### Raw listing

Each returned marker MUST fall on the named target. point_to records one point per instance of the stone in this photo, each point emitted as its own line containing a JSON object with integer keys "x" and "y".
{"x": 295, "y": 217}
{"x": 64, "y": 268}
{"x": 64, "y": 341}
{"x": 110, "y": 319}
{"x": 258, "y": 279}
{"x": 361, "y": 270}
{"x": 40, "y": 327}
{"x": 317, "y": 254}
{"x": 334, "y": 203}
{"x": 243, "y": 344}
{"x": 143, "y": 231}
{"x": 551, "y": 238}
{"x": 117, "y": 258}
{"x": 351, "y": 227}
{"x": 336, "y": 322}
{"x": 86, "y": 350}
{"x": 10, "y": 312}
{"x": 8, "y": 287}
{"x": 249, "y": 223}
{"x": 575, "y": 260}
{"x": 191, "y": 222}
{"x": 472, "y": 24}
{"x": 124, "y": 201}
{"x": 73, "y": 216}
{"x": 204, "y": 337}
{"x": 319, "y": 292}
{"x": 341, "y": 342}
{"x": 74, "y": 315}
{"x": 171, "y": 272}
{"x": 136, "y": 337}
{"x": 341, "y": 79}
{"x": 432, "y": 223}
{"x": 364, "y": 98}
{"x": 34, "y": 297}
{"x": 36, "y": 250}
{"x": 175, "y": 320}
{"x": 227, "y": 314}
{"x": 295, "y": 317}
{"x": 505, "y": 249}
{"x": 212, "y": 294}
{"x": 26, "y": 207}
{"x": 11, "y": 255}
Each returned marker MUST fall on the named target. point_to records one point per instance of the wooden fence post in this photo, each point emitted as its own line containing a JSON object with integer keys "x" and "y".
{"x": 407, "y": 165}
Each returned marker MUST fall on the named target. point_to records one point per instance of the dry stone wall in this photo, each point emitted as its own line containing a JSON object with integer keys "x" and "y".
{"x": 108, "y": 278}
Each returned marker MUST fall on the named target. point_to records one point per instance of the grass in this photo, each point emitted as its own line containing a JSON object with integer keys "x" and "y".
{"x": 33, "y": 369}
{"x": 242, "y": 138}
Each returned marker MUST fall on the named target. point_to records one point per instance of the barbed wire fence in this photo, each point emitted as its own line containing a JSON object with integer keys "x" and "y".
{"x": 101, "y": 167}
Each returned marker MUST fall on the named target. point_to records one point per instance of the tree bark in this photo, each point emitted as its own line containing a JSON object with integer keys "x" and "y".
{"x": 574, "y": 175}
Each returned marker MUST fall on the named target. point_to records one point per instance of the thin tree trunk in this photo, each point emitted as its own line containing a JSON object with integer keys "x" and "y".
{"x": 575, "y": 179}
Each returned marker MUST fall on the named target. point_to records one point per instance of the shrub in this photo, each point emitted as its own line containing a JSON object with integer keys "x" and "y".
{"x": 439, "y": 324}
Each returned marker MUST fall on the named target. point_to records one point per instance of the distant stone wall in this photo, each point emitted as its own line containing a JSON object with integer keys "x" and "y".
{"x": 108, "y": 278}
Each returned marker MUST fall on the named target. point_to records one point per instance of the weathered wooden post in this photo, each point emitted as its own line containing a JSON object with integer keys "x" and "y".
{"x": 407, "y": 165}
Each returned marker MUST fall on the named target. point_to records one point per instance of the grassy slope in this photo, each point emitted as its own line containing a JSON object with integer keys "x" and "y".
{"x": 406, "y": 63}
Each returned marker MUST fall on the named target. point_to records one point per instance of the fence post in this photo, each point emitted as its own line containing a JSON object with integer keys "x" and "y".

### STATED TASK
Starting at the line that has "of the shrub" and ending with the last line of the listing, write those lines out again with the requests unchanged. Multiply each x and y coordinate in the answers by 2.05 and round to the nearest whole number, with halves going up.

### RESPONSE
Each returned marker MUST fall on the named target. point_to records one point per instance of the shrub in this photo, each point emitted as its own line containing a JSON object with integer keys "x" and "y".
{"x": 900, "y": 664}
Each returned marker MUST fall on the named target. point_to records one point per instance of the distant stone wall in this photo, each point emitted as its own line containing a JSON object with integer keys "x" and "y".
{"x": 221, "y": 570}
Each returned marker MUST fall on the named target. point_to records one point per instance of the weathered wooden post in this photo, each point emitted as its own line containing a JSON object with integer keys "x" and "y".
{"x": 834, "y": 338}
Each returned marker MUST fall on the named target. point_to records one point per instance of the grassy slope in this photo, each point emitted as its own line containing a JSON object with integer keys "x" and "y".
{"x": 832, "y": 129}
Each returned marker MUST fall on the named target. point_to records one point per instance of the fence post in this photo, each point emitted as its own line containing a JSON object with integer keys "x" and "y".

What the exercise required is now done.